> _Written task_
Render the lines from the start of the items through the line holding "99 103 L 98", inclusive, as a Markdown table with the columns Row and Item line, numbering each row. Omit blank lines and leave the pictures out.

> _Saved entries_
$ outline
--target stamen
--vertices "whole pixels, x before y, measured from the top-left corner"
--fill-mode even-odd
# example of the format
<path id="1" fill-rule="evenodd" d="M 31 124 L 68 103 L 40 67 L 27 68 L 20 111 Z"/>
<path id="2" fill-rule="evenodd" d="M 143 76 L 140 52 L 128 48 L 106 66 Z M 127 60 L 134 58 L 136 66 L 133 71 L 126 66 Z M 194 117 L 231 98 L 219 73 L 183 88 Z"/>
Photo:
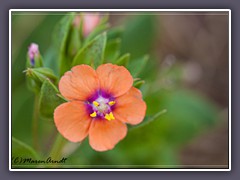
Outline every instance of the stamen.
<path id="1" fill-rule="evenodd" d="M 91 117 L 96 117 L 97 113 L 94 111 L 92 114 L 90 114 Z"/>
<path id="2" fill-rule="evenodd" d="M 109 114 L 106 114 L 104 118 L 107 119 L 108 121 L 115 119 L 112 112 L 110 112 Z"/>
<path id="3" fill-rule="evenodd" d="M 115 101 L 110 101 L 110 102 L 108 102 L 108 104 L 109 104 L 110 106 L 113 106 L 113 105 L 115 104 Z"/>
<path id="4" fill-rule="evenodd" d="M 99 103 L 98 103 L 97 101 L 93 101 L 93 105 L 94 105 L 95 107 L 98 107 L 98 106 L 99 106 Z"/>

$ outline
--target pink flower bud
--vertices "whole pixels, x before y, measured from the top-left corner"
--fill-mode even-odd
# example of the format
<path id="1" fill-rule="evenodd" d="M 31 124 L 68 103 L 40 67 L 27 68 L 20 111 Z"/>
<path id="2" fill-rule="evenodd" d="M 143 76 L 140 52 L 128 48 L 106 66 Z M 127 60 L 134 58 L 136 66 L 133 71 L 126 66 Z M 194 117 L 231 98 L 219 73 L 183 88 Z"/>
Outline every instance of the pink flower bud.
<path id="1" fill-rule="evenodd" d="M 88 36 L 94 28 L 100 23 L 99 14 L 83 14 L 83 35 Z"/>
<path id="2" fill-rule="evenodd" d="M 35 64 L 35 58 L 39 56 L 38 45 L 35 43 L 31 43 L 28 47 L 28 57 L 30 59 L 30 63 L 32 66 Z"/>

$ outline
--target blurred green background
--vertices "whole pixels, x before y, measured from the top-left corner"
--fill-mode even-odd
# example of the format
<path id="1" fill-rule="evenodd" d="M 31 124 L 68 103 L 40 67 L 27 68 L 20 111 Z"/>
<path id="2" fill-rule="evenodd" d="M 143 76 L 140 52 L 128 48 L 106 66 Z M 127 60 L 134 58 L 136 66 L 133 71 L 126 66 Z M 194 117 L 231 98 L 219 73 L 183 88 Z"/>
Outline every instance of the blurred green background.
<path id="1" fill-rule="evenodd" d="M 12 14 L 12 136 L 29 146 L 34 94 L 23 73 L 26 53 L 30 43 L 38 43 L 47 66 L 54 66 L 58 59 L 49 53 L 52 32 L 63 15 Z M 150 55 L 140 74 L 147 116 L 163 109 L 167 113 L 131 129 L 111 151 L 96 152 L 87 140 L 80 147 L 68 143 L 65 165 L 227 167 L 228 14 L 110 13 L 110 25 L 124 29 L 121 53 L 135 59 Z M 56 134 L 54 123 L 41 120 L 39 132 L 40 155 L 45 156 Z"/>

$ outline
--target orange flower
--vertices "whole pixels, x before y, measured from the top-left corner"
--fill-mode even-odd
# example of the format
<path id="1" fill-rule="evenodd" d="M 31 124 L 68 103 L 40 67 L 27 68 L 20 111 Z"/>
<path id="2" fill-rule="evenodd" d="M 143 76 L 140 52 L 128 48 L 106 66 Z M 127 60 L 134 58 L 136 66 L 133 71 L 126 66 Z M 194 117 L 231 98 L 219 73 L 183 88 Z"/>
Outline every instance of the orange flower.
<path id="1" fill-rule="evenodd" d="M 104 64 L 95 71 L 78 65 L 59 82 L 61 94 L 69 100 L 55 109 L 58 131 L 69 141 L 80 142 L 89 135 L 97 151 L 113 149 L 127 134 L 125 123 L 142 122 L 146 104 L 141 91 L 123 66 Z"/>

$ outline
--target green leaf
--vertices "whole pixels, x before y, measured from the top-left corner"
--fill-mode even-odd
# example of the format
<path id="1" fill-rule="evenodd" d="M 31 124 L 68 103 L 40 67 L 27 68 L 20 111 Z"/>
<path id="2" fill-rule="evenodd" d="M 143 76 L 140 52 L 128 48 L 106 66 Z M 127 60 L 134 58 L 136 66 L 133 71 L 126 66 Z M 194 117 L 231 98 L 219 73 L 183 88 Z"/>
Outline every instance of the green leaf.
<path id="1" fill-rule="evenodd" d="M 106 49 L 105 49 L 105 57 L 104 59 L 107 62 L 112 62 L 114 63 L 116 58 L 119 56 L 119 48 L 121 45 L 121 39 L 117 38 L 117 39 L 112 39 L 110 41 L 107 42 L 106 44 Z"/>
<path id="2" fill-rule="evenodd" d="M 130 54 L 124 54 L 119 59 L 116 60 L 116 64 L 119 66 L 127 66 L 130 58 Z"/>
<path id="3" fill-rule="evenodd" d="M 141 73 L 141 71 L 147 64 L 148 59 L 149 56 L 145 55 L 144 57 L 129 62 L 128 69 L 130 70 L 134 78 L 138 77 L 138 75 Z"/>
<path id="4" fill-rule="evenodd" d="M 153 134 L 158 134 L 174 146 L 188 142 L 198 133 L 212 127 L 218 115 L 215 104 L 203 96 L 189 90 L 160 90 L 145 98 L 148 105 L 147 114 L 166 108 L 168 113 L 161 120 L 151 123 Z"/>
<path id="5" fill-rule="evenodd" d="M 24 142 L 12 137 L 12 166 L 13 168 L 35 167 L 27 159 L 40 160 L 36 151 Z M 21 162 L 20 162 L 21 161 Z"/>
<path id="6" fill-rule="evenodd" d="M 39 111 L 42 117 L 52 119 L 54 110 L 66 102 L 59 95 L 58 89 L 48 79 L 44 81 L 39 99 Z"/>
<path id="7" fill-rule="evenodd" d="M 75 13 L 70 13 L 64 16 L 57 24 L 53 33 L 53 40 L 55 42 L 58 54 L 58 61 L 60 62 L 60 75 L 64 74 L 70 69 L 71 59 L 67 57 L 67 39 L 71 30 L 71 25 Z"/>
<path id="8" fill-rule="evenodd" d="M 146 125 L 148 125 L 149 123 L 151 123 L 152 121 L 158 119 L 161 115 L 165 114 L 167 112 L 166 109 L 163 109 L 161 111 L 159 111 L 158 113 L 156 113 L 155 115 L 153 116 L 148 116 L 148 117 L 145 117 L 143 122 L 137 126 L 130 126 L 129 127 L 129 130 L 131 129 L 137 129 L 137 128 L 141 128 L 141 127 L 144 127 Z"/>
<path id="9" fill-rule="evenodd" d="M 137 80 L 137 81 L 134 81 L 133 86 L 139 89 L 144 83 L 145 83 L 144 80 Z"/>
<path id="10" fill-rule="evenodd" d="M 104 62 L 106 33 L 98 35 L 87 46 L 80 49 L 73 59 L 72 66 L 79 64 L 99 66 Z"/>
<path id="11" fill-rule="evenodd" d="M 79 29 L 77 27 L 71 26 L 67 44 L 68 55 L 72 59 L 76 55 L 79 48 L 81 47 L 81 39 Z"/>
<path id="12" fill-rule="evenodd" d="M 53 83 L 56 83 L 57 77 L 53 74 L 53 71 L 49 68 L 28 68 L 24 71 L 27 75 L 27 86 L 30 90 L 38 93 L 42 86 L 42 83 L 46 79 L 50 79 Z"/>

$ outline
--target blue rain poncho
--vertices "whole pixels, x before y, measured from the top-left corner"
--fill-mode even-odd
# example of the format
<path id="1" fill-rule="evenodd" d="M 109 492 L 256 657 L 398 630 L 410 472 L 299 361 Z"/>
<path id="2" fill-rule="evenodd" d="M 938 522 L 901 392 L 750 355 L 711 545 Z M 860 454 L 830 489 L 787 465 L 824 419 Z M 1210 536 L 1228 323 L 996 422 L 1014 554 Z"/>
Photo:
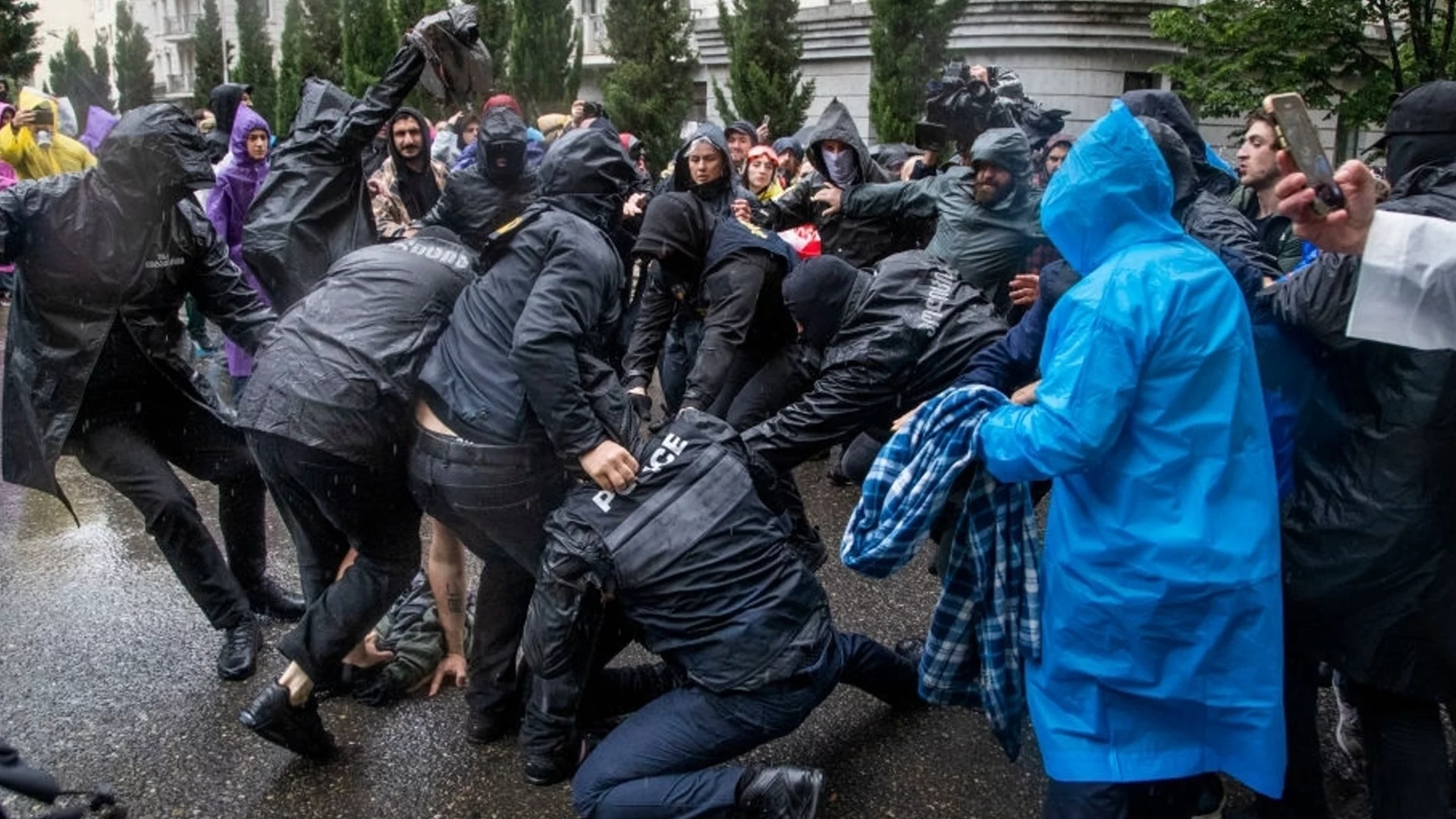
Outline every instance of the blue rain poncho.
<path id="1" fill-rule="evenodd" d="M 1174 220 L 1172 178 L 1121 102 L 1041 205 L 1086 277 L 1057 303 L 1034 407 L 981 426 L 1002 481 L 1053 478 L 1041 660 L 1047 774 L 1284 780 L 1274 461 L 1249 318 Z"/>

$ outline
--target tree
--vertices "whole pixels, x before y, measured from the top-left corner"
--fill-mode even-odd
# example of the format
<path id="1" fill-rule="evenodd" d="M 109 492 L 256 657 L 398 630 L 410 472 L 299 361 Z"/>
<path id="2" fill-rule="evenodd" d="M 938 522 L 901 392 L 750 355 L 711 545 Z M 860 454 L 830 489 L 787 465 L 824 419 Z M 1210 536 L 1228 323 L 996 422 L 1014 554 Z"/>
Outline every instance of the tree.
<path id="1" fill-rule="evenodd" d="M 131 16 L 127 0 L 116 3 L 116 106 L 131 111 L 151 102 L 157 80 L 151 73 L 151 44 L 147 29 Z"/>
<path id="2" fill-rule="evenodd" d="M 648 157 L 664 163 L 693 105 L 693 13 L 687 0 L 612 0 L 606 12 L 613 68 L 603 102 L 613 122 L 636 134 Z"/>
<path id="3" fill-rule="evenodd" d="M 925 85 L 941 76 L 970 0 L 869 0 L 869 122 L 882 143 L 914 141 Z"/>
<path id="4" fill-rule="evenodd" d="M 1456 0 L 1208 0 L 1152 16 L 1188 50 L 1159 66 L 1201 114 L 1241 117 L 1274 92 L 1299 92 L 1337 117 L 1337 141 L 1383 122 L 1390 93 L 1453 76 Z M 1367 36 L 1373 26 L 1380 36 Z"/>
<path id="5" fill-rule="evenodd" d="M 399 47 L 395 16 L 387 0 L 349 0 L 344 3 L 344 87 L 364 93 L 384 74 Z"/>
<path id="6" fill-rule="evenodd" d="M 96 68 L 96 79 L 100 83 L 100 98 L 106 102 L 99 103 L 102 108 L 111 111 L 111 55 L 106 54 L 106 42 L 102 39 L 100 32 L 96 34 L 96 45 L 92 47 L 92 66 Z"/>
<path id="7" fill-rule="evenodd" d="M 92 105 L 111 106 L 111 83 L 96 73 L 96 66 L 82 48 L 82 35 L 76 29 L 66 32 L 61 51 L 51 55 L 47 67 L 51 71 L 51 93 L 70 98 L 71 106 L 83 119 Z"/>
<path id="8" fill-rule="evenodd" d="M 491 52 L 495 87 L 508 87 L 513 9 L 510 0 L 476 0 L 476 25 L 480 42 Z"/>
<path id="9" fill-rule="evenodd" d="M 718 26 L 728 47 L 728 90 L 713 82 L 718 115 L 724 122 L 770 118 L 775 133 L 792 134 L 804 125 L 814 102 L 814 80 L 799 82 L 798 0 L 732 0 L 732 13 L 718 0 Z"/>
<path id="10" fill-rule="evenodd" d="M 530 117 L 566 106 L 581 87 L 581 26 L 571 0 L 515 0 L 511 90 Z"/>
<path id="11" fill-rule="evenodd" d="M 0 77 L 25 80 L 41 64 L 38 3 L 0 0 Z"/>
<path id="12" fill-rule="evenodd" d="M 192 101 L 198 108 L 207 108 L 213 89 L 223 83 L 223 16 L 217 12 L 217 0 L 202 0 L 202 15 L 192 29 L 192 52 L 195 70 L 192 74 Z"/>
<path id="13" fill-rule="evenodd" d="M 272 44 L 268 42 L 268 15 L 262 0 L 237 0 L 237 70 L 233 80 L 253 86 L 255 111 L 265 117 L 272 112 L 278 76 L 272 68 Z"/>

> _Solution_
| Row | Item line |
|---|---|
| 1 | $ outline |
| 2 | --target stamen |
| 3 | --vertices "whole pixels, x before y, measured from the top-left corner" |
| 4 | --fill-mode even-odd |
| 5 | # example of the format |
| 6 | <path id="1" fill-rule="evenodd" d="M 31 124 L 68 103 L 40 67 L 27 68 L 20 111 Z"/> |
| 7 | <path id="2" fill-rule="evenodd" d="M 143 76 L 140 52 L 128 48 L 106 66 Z M 127 60 L 134 58 L 136 66 L 133 71 L 126 66 Z M 194 117 L 231 98 L 219 73 L 183 88 Z"/> |
| 8 | Photo: |
| 9 | Outline every instance of the stamen. |
| 10 | <path id="1" fill-rule="evenodd" d="M 91 117 L 96 117 L 97 113 L 94 111 L 92 114 L 90 114 Z"/> |
| 11 | <path id="2" fill-rule="evenodd" d="M 109 114 L 106 114 L 104 118 L 107 119 L 108 121 L 115 119 L 112 112 L 110 112 Z"/> |
| 12 | <path id="3" fill-rule="evenodd" d="M 115 101 L 110 101 L 110 102 L 108 102 L 108 104 L 109 104 L 110 106 L 113 106 L 113 105 L 115 104 Z"/> |
| 13 | <path id="4" fill-rule="evenodd" d="M 99 103 L 98 103 L 97 101 L 93 101 L 93 105 L 94 105 L 95 107 L 98 107 L 98 106 L 99 106 Z"/> |